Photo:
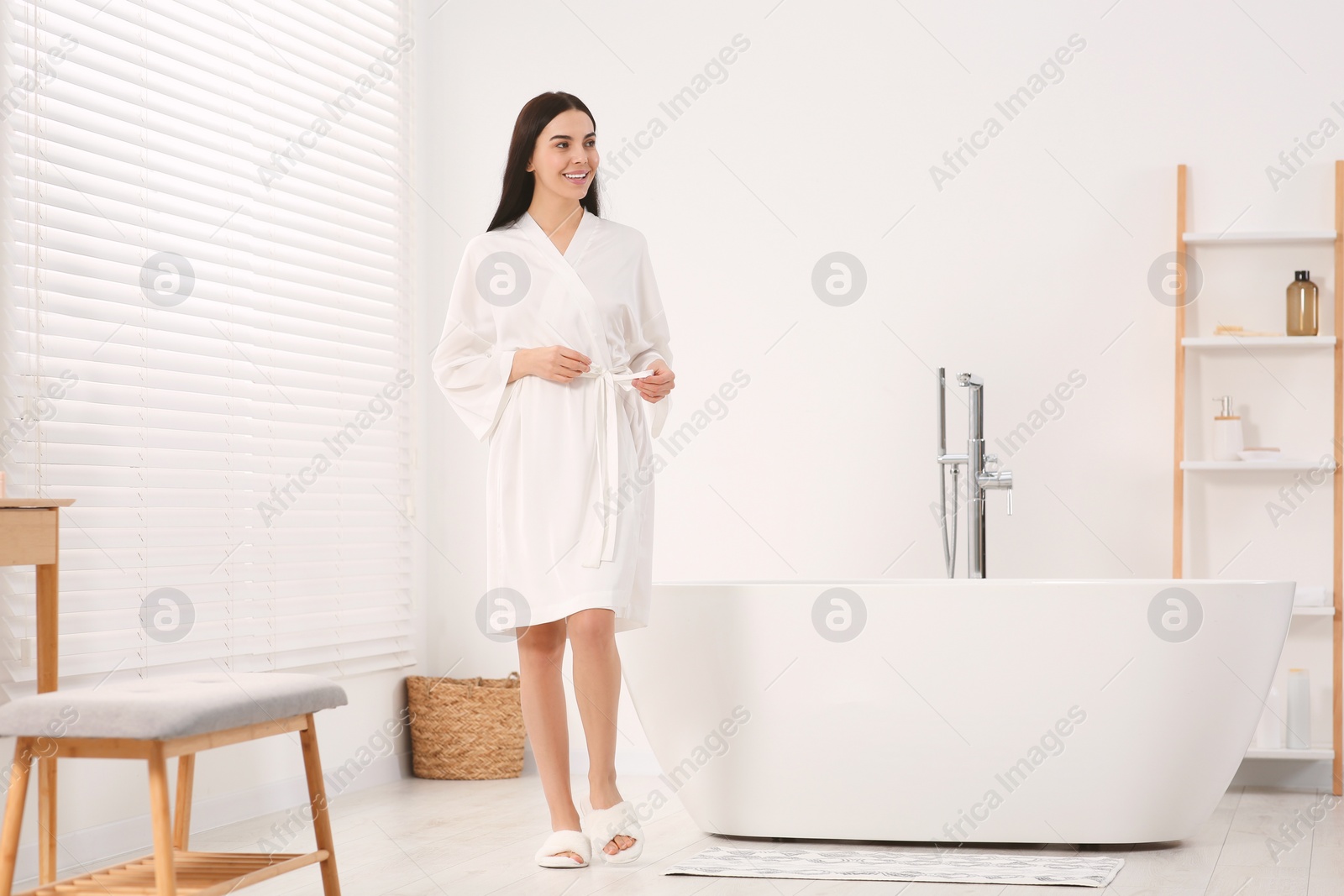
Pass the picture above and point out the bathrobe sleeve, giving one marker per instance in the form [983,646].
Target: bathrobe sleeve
[468,363]
[652,333]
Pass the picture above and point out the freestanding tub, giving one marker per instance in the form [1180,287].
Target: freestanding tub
[954,710]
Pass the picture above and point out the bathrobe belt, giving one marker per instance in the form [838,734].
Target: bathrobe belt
[600,539]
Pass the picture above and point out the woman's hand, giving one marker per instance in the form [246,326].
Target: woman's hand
[555,363]
[658,385]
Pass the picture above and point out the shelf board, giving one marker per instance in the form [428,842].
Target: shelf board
[1261,237]
[1253,465]
[1258,342]
[1265,752]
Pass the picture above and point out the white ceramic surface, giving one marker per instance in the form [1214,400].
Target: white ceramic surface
[948,716]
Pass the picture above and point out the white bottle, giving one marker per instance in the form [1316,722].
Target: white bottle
[1227,432]
[1299,710]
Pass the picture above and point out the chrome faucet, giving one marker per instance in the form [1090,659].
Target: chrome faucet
[981,473]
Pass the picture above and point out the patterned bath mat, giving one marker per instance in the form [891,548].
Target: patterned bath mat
[954,867]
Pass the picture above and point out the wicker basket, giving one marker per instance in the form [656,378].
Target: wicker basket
[465,728]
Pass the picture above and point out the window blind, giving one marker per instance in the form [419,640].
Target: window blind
[206,332]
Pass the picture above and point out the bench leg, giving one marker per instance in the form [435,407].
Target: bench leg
[181,815]
[318,797]
[13,813]
[160,815]
[46,819]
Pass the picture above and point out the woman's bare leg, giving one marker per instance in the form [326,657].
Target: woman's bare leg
[541,651]
[597,688]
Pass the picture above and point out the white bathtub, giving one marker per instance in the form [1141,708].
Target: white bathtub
[964,711]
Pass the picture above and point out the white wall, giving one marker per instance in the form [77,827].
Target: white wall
[1027,265]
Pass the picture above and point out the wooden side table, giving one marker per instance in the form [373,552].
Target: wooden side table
[30,533]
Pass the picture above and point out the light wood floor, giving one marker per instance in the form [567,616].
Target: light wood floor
[474,839]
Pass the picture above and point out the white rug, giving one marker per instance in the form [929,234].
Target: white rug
[954,867]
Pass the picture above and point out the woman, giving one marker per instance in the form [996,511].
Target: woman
[555,338]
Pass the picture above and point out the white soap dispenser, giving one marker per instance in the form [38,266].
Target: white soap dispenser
[1227,432]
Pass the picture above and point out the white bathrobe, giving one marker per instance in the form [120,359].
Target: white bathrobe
[569,500]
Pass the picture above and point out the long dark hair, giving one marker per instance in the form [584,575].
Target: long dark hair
[519,183]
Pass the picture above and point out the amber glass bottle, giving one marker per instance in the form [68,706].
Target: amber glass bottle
[1303,305]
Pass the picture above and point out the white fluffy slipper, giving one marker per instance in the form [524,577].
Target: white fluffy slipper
[561,841]
[602,825]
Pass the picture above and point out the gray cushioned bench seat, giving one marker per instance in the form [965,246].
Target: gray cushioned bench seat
[167,707]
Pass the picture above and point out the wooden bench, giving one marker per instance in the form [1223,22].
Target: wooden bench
[154,720]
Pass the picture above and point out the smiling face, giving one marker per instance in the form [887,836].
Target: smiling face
[568,145]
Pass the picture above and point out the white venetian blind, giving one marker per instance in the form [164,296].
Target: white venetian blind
[206,332]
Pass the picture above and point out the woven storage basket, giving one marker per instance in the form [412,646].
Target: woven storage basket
========
**WHAT TO DO:**
Please return only the lines above, starting at the line that has "Target: shelf board" and ending at the line that has "Pass the picture above and point out the woman's bare", keeping both and leaving each one unchanged.

**RESULT:**
Target: shelf board
[1261,237]
[1253,465]
[1258,342]
[1265,752]
Pass the picture above and point out the white ceramic surface, giving one marker per instance in the form [1214,400].
Target: white ceramic surface
[948,716]
Pass the picture above and point out the white bottle, giving one marker per instance in the form [1316,722].
Target: white bottle
[1227,432]
[1299,710]
Pass the picture above and point out the chrome faucet, giving one marker per instance in the form [1090,659].
Target: chrome faucet
[981,473]
Pass the picture above and point out the patterned bath mat, giving one marker per instance in the form [891,548].
Target: patterned bath mat
[954,867]
Pass the picture above and point out the wicker basket, giving one marker per instance in the form [656,378].
Target: wicker basket
[465,728]
Pass the picture above and point out the window blind, giving one marker per instance in the form [419,640].
Target: window blind
[206,332]
Pass the picture above and point out the bench leg, giving one marker per instance in the form [435,407].
Target: bench leg
[181,815]
[318,797]
[13,813]
[160,815]
[46,819]
Pass the picture above and point out the woman's bare leg, giving one marker per instance in the form [326,657].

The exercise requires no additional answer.